▶ **COMPITO ASSEGNATO A**:
Estrai dal testo sulla giornata mondiale degli Ufo il brano che parte dalle parole "Ci sono diversi" e si chiude dopo le parole "quasi 45000 persone.".
▶ **COMPITO ASSEGNATO B**:
Rendi in inglese questa frase del testo sulla giornata mondiale degli Ufo: "Sono al fianco di storie di sofferenze, di umiliazioni, di separazioni, di violenze ai danni di donne, uomini e bambini."

▶ **PAGINA**:

= = = =

Secondo le prime notizie divulgate dai giornali, tuttora sostenute da ufologi, si pensava di trattasse dello schianto di un Ufo. Per questo il motivo oggi si “festeggia” la giornata mondiale degli Ufo, un’iniziativa nata nel 2001 finalizzata ad incoraggiare i governi a rendere pubblici i dati da loro in possesso riguardo agli oggetti non identificati.
Ci sono diversi possibili modi per celebrare il giorno dedicato agli extraterrestri: visitare luoghi caratteristici dell'ufologia, restare a casa a guardare una maratona di film riguardanti gli alieni, fare feste di benvenuto. Oppure si può pensare alla professione di Assistente Sociale esercitata in Italia da quasi 45000 persone.
“Stiamo parlando - afferma Barbara Rosina (Presidente Ordine Assistenti sociali del Piemonte) - di professionisti che quotidianamente affiancano persone in difficoltà, costrette a lasciare la casa, gli affetti, per salvarsi da guerre e/o da persecuzioni per motivi di razza, religione, nazionalità, appartenenza ad un determinato gruppo sociale o per le proprie opinioni politiche. Sono al fianco di storie di sofferenze, di umiliazioni, di separazioni, di violenze ai danni di donne, uomini e bambini. Persone i cui diritti sembrano sgretolarsi ogni giorno di più”.

= = = =

▶ **ESTRATTI DEI DATI**:

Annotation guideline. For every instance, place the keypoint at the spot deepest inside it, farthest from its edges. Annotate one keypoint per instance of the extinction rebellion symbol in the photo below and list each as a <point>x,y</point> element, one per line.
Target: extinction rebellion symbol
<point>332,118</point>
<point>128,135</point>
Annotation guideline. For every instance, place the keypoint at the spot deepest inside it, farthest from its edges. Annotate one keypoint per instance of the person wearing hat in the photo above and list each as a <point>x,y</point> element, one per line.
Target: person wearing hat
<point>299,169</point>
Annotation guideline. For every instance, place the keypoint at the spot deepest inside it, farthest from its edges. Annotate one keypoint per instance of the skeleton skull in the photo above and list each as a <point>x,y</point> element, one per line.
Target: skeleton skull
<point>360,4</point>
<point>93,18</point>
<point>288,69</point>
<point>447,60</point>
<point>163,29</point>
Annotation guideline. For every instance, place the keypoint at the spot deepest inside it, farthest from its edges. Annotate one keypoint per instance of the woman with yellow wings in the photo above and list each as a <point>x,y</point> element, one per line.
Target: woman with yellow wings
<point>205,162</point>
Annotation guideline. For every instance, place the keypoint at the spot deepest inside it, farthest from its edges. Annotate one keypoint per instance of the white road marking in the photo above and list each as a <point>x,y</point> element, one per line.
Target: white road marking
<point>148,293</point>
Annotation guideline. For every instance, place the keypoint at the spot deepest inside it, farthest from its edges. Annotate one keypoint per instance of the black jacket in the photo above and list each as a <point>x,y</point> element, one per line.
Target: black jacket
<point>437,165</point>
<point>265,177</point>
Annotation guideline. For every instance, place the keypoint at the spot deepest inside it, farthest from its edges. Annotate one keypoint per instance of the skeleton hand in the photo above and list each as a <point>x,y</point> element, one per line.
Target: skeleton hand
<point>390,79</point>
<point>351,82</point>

= = = =

▶ **SOLUZIONE COMPLETA A**:
Ci sono diversi possibili modi per celebrare il giorno dedicato agli extraterrestri: visitare luoghi caratteristici dell'ufologia, restare a casa a guardare una maratona di film riguardanti gli alieni, fare feste di benvenuto. Oppure si può pensare alla professione di Assistente Sociale esercitata in Italia da quasi 45000 persone.

▶ **SOLUZIONE COMPLETA B**:
They stand alongside stories of suffering, humiliation, separation, and violence against women, men, and children.